__Exercise material__
>> Start

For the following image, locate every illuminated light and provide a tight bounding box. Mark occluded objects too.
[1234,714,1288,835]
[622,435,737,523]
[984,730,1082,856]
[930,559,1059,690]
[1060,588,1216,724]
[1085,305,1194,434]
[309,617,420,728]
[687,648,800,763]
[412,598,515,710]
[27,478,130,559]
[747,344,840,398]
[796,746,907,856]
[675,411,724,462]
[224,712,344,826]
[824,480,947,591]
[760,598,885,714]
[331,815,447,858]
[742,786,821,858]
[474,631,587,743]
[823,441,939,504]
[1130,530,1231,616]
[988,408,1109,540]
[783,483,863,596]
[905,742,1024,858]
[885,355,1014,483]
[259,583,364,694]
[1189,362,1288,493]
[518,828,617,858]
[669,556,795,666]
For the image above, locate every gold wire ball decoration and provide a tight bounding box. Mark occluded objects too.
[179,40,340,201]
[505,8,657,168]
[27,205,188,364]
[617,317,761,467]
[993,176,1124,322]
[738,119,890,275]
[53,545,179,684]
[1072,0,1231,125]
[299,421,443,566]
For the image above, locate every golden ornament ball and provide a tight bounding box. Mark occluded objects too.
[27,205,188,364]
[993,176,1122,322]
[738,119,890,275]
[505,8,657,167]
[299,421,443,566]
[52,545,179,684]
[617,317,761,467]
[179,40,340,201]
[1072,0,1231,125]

>> End

__Written instruction__
Print all of the lines above again without changing a single character.

__Result for this exercise__
For the following image, locate every illuminated light and provide a tight bounding box. Mark occluded objects too.
[1234,714,1288,835]
[622,435,737,523]
[984,730,1082,856]
[930,559,1059,690]
[1060,588,1216,724]
[1085,305,1194,434]
[309,617,420,728]
[687,648,800,763]
[412,598,515,710]
[27,478,130,559]
[747,344,840,398]
[796,746,907,856]
[675,411,724,462]
[224,712,344,826]
[824,480,947,591]
[760,598,885,714]
[331,815,447,858]
[742,786,821,858]
[474,631,587,743]
[823,441,939,504]
[1130,530,1231,616]
[988,408,1109,540]
[783,483,863,596]
[905,742,1024,858]
[885,355,1014,483]
[259,583,364,694]
[1189,362,1288,493]
[518,828,617,858]
[669,556,795,666]
For the image above, locate every gold wire ball decoration and provide a tight bounding box. Mark occluded objects too.
[179,40,340,201]
[505,8,657,168]
[27,205,188,364]
[617,317,761,467]
[993,176,1124,322]
[738,119,890,275]
[53,545,179,684]
[1072,0,1231,125]
[299,421,443,566]
For the image above, locate every golden ornament ball and provide a tight bounding box. Mark occluded objects too.
[27,205,188,364]
[993,176,1122,322]
[738,119,890,275]
[505,8,657,167]
[299,421,443,566]
[52,545,179,684]
[617,317,761,467]
[179,40,340,201]
[1072,0,1231,125]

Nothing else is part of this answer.